### Supplied information
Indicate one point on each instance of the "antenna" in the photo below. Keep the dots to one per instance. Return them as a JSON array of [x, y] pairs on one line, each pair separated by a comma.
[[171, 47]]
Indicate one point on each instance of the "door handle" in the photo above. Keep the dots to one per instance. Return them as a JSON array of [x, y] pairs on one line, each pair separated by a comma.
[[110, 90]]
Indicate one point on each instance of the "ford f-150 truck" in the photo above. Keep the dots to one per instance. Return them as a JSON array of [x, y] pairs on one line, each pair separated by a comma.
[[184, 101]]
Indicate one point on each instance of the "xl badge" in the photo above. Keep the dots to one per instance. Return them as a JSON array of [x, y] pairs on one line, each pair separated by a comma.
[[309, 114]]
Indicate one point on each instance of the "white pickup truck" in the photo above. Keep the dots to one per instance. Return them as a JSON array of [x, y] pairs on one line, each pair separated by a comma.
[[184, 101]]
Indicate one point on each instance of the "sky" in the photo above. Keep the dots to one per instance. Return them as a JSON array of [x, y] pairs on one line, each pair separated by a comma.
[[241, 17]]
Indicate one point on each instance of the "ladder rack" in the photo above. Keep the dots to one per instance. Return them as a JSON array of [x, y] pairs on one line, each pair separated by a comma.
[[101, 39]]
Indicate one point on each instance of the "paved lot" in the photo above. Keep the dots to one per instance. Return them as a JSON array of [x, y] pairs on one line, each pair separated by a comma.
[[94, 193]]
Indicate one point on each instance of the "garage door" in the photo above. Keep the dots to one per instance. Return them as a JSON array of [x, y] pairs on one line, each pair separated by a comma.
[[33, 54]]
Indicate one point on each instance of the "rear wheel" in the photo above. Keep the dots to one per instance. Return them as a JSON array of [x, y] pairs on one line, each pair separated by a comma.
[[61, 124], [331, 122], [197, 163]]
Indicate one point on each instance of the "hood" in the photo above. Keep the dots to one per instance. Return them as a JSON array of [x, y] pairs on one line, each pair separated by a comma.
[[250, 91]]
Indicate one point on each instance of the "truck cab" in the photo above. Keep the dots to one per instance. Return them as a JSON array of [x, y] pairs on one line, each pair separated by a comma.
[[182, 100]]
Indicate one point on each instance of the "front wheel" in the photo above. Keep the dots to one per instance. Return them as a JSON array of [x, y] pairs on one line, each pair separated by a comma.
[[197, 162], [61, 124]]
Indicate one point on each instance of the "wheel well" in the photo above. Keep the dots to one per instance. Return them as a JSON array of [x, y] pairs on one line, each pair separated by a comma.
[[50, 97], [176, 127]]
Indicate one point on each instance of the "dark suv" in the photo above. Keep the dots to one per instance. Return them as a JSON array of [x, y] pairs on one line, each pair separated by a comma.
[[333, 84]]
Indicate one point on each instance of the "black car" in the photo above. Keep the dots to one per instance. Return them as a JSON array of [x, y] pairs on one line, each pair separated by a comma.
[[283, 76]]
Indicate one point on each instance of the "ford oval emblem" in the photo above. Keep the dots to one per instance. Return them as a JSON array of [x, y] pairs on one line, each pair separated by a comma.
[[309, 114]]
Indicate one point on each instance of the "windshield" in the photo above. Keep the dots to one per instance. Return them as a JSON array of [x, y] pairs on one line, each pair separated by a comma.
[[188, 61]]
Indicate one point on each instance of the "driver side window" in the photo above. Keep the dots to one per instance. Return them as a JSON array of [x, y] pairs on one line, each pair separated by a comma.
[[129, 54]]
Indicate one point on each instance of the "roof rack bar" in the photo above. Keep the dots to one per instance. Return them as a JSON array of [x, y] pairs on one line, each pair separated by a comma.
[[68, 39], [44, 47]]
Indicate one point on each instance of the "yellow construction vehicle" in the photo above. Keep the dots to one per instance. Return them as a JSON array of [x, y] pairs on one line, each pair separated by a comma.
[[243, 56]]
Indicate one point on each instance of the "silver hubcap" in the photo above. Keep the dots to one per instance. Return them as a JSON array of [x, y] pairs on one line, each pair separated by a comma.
######
Extract the data in full. Keep it word for word.

[Solution for this problem]
Indicate one point on each instance of the "antenna" in the photo below. Keep the dots to one per instance. Return them as a JSON array of [x, y] pairs on one line, each pair separated by a comma.
[[171, 47]]
Indicate one point on each instance of the "door handle" in the photo above. Keep the dots to one per instance. Return them as a JSON array of [x, y] pairs on one line, each pair separated by a comma.
[[110, 90]]
Indicate one point on each instance of the "ford f-150 truck" in the photo above. Keep the dots to one per instance. Return them as a JSON array of [x, y] pairs on one line, each pair separated by a comma.
[[184, 101]]
Indicate one point on each instance of the "xl badge" in the photo above. Keep the dots to one per instance. Return them as a JSON array of [x, y] pairs on one line, each pair separated by a comma.
[[309, 114]]
Indicate one point on each instance of the "white pickup truck" in the photo above. Keep the dots to one per instance. Return them as a JSON array of [x, y] pairs on one line, each pair separated by a comma.
[[184, 101]]
Indicate one point on each instance of the "sky" in the photo above. Keep the dots to one per instance. Return them as a JSON array of [x, y] pairs on one line, each pair separated by a comma.
[[241, 17]]
Indicate one point on each instance of the "ladder rack" in the photo above. Keep the dots to one per instance. Return them as a JSON array of [x, y] pairs on one line, each pair separated by a comma.
[[101, 39]]
Indicate one point on each instance of the "paved lot" in the photo above. Keep the dots to one per instance. Return them as a JSON array of [x, y] pairs on one line, each pair separated by a comma.
[[94, 193]]
Indicate one point on each instance of the "garage door" in the photo above. Keep the dots to one per instance. Return them as a JSON array of [x, y] pairs on one line, each pair separated by a comma.
[[33, 54]]
Indicate one point on each instance of the "rear wheel" in the photo above. Keep the dots to one per instance. Return them as a JSON array of [x, y] pairs on one line, each pair separated by a comma.
[[61, 124], [331, 122], [197, 163]]
Indicate one point on each instance of the "hood" in the photo above. Keep the dots to one per instance. Return them as a JSON array of [x, y] pairs on one line, each pair separated by a comma.
[[250, 91]]
Indicate one point on each instance of the "truck cab" in the photo above. Keep the dots to one per instance. Return them as a JSON array of [x, y] pairs on one line, each pair separated by a comma.
[[182, 100]]
Indicate one point on each instance of the "front wheel" in the photo above. Keep the dots to one per instance. Return them as a JSON array of [x, y] pairs on one line, each pair separated by a comma.
[[197, 162], [61, 124]]
Indicate one point on each instance of the "wheel well" in the photo above. Keep the dots to one per instance. Return them as a JSON array of [x, y] pairs on one line, each pair separated by a comma.
[[50, 97], [176, 127]]
Indicate one point on each instance of the "dark suv" in the photo above. Keep the dots to one per instance. Return them as a JSON array of [x, y] pairs on one line, each pair separated by a comma.
[[333, 84]]
Indicate one point on each instance of the "black car" in the photo above. Keep the dots to one per instance. Return them as a JSON array of [x, y] pairs on one line, each pair separated by a comma.
[[283, 76]]
Indicate one point on each instance of the "ford oval emblem" in the photo above. Keep the dots to one per instance. Return them as a JSON array of [x, y] pairs on one line, each pair separated by a comma.
[[309, 114]]
Indicate one point on each instance of the "windshield" in the photo above. Keep the dots to one per instance. Return them as a JSON array of [x, y] pairs on one line, each pair separated by a comma.
[[188, 61]]
Indicate one point on each instance of the "driver side window" in the photo above. Keep the dots to one per instance. Return them as a JSON array of [x, y] pairs on one line, each pair separated by a comma.
[[129, 54]]
Indicate one point on each instance of the "roof rack bar" in the photo above. Keep the dots to one per instance. Return them as a JSON array of [x, y] pairs on one line, each pair separated by a comma.
[[68, 39], [44, 47]]
Indicate one point on each instance of the "yellow construction vehicle" in the photo above. Keep the dots to one per instance. Return them as a JSON array of [x, y] pairs on one line, each pair separated by a comma.
[[243, 56]]
Indicate one point on each instance of the "silver hubcap" in the photo above. Keep the dots to one per instance. Return them as a JSON array of [x, y] pairs on one line, each pair separated by a comma.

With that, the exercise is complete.